* Task
Format every line of the records below as a JSON list of strings, one string per line, leaving out blank lines.

* Data lines
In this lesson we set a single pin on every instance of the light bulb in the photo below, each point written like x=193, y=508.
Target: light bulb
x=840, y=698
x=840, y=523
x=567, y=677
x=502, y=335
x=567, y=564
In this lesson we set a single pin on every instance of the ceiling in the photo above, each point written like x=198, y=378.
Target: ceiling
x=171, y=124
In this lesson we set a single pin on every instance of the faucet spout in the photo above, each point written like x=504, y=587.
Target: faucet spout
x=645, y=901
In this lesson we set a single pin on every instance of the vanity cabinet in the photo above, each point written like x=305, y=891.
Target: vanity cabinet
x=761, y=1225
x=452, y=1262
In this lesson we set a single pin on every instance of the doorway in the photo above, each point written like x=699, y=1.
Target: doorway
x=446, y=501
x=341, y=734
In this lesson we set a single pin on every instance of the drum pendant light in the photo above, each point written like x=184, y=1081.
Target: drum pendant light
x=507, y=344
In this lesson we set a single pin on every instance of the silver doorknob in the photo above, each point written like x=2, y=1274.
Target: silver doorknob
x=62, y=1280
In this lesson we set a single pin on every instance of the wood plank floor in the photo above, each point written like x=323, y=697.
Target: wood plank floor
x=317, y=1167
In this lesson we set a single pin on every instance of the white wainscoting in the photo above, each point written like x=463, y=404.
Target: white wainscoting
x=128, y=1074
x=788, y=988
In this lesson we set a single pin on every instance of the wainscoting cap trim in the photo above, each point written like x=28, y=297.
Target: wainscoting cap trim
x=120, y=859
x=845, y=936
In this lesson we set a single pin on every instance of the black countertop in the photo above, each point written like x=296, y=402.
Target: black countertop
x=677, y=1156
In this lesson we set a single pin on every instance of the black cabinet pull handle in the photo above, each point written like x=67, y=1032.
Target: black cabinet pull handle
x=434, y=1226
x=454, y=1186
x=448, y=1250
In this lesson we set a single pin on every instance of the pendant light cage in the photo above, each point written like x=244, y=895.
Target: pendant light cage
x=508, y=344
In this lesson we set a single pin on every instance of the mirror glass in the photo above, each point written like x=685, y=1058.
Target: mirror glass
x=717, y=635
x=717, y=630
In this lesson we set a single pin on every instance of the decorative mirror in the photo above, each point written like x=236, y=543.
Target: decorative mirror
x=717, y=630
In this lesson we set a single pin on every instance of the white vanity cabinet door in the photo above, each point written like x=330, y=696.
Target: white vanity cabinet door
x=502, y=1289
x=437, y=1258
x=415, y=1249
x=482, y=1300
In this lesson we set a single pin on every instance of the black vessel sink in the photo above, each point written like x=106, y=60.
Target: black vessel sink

* Task solution
[
  "In this lesson we set a single pin on every instance of the light bulb in the photo below, each point written like x=193, y=508.",
  "Target: light bulb",
  "x=840, y=698",
  "x=840, y=523",
  "x=567, y=677",
  "x=502, y=335",
  "x=567, y=564",
  "In this lesson we set a single pin on every instance of the ceiling in the photo above, each point written like x=198, y=378.",
  "Target: ceiling",
  "x=171, y=124",
  "In this lesson we set a single pin on every instance of the faucet spout in the photo above, each point written like x=504, y=587.",
  "Target: faucet spout",
  "x=645, y=901",
  "In this lesson we set a single pin on every instance of the vanity cabinet in the photo above, each point written like x=305, y=891.",
  "Target: vanity cabinet",
  "x=761, y=1225",
  "x=452, y=1262",
  "In this lesson we set a single pin on every instance of the doorway in the photo above, each point written like x=699, y=1.",
  "Target: doorway",
  "x=446, y=501",
  "x=341, y=734",
  "In this lesson we set a single pin on every instance of the drum pendant light in the photo above, each point written like x=184, y=1081.",
  "Target: drum pendant light",
  "x=507, y=344",
  "In this lesson we set a single pin on every instance of the silver doorknob in the photo above, each point written like x=2, y=1274.",
  "Target: silver doorknob",
  "x=62, y=1280",
  "In this lesson we set a single pin on every instance of the wood plank floor in the photo above, each point written like x=323, y=697.",
  "Target: wood plank floor",
  "x=317, y=1167",
  "In this lesson we set a single pin on every instance of the white wainscoting in the photo above, each point written like x=463, y=404.",
  "Target: white wainscoting",
  "x=128, y=1074",
  "x=788, y=988",
  "In this lesson we set a single pin on every instance of the wainscoting cap trim in the photo above, each point written like x=28, y=297.",
  "Target: wainscoting cap trim",
  "x=120, y=859",
  "x=845, y=936",
  "In this lesson we set a single pin on every instance of the black countertop in the photo above, each point written like x=296, y=402.",
  "Target: black countertop",
  "x=677, y=1156",
  "In this lesson we set a single pin on every instance of the black cabinet pull handle in the photo above, each point written like x=67, y=1032.",
  "Target: black cabinet pull handle",
  "x=434, y=1226",
  "x=454, y=1186",
  "x=448, y=1250",
  "In this lesson we set a single pin on every instance of the pendant light cage in the photo above, each point written like x=244, y=895.",
  "Target: pendant light cage",
  "x=508, y=344",
  "In this lesson we set a single pin on every instance of the mirror glass in the photo above, each point written like x=685, y=1058.",
  "Target: mirror glass",
  "x=717, y=635",
  "x=717, y=630",
  "In this lesson we set a single pin on every instance of the decorative mirror in the photo above, each point written like x=236, y=543.",
  "Target: decorative mirror",
  "x=717, y=630",
  "In this lesson we set a single pin on every instance of the white vanity cabinet door in the photo above, each point written like x=330, y=696.",
  "Target: white vanity cabinet door",
  "x=502, y=1289",
  "x=437, y=1258",
  "x=415, y=1249",
  "x=482, y=1300",
  "In this lesson we set a single pin on every instance of the black vessel sink in the photo above, each point written like x=106, y=60.",
  "Target: black vessel sink"
]